ТЕКСТОВЫЙ ФРАГМЕНТ
Фронт этот был учрежден 17 декабря 1941 г. в результате успешной Тихвинской стратегической операции, что не только освободила от немцев железнодорожную ветку Тихвин – Волхов, по которой шло снабжение Ленинграда и эвакуация гражданского населения, но и позволила выровнять здесь линию фронта, установившуюся по реке Волхов, откуда и название нового фронта. Командовать им стал представитель Ставки на Северо-Западном направлении генерал армии К. А. Мерецков, удачно осуществивший Тихвинскую операцию.
Однако дальше этого рубежа нашим войскам продвинуться не удалось. Вошедшая в прорыв 2-я ударная армия, что по замыслу должна была выйти к станции Любань Октябрьской железной дороги (направление Москва – Ленинград) и соединиться с наступавшей от Погостья 54-й армией Ленинградского фронта, взяв гитлеровцев в кольцо, завязла в снегах, уткнулась в сильное немецкое сопротивление и сама оказалась чуть ли не в окружении.
Требование Ставки продолжать наступление до достижения успеха видимо и вызвало у командующего Ленинградским фронтом генерала М. С. Хозина реакцию самозащиты: неуспех наступления он объяснил тем, что якобы два фронта не могут договориться о совместных действиях и потому для успешного завершения операции нужно единоначалие.

ЗАДАНИЯ УПРАЖНЕНИЯ
- 1) Проверьте по тексту, верны ли утверждения: (a) фронт был учреждён 17 декабря 1941 года; (b) 2-я ударная армия вышла к станции Любань; (c) командующим новым фронтом стал генерал М. С. Хозин. Для каждого ответьте «да» или «нет» и приведите решающие слова текста в точности.
- 2) Воспроизведите дословно отрывок текста: начните с места, где стоят слова «Фронт этот был», и остановитесь после слов «осуществивший Тихвинскую операцию.».
Записи, приведённые далее, здесь роли не играют.

ПРЕДСТАВЛЕННЫЕ ЗАПИСИ
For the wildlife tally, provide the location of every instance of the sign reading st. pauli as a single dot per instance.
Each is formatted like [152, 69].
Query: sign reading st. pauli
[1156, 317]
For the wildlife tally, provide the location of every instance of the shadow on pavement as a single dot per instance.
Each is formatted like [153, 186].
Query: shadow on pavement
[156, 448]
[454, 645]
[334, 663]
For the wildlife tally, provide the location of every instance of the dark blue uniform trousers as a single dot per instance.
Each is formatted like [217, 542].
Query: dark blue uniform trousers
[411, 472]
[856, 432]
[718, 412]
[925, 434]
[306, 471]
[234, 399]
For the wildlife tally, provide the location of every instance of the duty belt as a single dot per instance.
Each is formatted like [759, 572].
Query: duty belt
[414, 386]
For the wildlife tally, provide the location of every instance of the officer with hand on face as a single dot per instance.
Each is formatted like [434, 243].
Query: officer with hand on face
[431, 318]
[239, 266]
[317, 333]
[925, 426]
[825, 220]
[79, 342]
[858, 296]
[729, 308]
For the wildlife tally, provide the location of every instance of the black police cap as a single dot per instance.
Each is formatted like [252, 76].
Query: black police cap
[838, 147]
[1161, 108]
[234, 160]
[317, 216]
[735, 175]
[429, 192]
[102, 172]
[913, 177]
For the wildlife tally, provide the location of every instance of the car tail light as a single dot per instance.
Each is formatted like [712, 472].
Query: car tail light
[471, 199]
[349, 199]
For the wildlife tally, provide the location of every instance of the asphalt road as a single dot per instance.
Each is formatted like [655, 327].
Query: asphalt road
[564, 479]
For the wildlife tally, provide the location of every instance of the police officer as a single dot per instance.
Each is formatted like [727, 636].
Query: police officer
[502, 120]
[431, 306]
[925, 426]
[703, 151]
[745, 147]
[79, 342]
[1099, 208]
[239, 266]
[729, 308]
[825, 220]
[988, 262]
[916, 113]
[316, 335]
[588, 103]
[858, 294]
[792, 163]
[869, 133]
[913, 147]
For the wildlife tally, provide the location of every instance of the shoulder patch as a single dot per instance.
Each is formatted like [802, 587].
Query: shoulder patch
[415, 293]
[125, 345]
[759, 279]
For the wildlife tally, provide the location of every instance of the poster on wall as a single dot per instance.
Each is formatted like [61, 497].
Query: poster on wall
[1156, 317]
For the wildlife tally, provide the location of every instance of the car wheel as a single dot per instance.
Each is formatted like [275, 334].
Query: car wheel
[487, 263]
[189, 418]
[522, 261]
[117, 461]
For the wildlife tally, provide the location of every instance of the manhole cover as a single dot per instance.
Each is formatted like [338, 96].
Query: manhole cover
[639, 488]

ГОТОВЫЕ ОТВЕТЫ
- 1)
(a) Да: «Фронт этот был учрежден 17 декабря 1941 г.».
(b) Нет: «завязла в снегах, уткнулась в сильное немецкое сопротивление и сама оказалась чуть ли не в окружении».
(c) Нет: «Командовать им стал представитель Ставки на Северо-Западном направлении генерал армии К. А. Мерецков».

- 2)
Фронт этот был учрежден 17 декабря 1941 г. в результате успешной Тихвинской стратегической операции, что не только освободила от немцев железнодорожную ветку Тихвин – Волхов, по которой шло снабжение Ленинграда и эвакуация гражданского населения, но и позволила выровнять здесь линию фронта, установившуюся по реке Волхов, откуда и название нового фронта. Командовать им стал представитель Ставки на Северо-Западном направлении генерал армии К. А. Мерецков, удачно осуществивший Тихвинскую операцию.